→ **What the task requires**
Render the listing's lines as a JSON array of strings, one string per line and with blank lines omitted, beginning with the line containing "Segmentation task: an" and ending with the line containing "698L1120 695L1122 672L1107", both included.

→ **Data in this exercise**

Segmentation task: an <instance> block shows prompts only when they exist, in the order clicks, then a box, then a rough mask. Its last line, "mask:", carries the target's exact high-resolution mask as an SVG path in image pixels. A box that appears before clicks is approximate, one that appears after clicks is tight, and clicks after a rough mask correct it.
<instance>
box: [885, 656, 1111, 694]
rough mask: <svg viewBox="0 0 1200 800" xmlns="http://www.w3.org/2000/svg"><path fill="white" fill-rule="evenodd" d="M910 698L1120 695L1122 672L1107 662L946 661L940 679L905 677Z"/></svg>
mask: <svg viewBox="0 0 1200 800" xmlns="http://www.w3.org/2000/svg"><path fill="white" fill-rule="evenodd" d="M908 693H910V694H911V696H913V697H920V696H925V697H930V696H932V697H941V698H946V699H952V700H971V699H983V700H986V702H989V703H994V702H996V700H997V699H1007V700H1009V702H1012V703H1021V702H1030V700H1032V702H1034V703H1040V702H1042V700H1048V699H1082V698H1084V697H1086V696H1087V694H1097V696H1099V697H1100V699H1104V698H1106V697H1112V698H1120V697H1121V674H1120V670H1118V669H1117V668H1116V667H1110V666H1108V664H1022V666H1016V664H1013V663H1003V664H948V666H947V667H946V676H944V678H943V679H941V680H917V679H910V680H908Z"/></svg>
...
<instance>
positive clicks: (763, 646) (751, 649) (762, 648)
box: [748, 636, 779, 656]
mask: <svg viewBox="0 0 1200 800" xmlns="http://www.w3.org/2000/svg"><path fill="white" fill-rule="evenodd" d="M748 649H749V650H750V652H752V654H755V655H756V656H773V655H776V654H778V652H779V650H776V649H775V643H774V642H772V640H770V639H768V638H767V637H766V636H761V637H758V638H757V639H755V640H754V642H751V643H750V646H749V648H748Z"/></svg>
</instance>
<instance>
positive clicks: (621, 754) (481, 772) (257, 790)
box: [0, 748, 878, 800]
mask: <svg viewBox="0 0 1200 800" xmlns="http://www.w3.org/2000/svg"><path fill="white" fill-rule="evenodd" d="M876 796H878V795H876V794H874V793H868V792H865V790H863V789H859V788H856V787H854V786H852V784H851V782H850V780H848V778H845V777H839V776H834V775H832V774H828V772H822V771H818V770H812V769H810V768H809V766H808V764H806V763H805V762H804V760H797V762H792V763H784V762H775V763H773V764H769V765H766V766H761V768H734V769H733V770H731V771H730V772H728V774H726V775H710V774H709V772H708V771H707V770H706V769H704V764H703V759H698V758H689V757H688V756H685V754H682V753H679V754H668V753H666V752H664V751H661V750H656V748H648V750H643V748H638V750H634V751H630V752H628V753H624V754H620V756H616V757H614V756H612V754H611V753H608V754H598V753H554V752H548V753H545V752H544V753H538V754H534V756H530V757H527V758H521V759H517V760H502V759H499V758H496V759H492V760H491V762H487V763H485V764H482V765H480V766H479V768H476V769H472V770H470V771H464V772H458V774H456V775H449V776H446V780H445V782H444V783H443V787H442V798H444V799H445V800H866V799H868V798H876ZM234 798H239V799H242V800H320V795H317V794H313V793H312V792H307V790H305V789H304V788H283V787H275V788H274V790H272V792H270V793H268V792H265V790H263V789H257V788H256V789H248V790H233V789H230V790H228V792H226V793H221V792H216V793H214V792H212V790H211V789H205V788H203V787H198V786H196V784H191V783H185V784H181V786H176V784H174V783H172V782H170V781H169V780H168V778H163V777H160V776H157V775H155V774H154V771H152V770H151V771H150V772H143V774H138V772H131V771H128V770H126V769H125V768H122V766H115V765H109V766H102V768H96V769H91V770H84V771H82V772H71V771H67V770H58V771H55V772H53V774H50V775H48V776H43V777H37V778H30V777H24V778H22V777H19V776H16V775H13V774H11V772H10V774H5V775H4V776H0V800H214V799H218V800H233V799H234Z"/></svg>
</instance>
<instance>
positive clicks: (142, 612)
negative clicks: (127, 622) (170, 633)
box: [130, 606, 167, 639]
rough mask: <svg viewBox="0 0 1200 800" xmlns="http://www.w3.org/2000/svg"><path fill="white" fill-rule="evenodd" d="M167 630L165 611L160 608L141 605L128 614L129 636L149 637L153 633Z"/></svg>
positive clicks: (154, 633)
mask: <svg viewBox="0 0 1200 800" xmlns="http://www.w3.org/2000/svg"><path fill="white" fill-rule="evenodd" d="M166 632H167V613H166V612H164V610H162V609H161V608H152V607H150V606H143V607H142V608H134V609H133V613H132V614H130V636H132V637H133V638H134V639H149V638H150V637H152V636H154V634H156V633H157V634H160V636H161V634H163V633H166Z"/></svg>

→ **Output below**
[
  "Segmentation task: an <instance> block shows prompts only when they exist, in the order clicks, then a box, then a rough mask. Its last line, \"mask:\", carries the target's exact high-resolution mask as an SVG path in image pixels. A box that appears before clicks is approximate, one that appears after clicks is tight, and clicks after a rough mask correct it.",
  "<instance>",
  "box: [885, 656, 1111, 694]",
  "rough mask: <svg viewBox=\"0 0 1200 800\" xmlns=\"http://www.w3.org/2000/svg\"><path fill=\"white\" fill-rule=\"evenodd\" d=\"M910 698L1120 695L1122 672L1107 662L946 661L940 679L905 677Z\"/></svg>"
]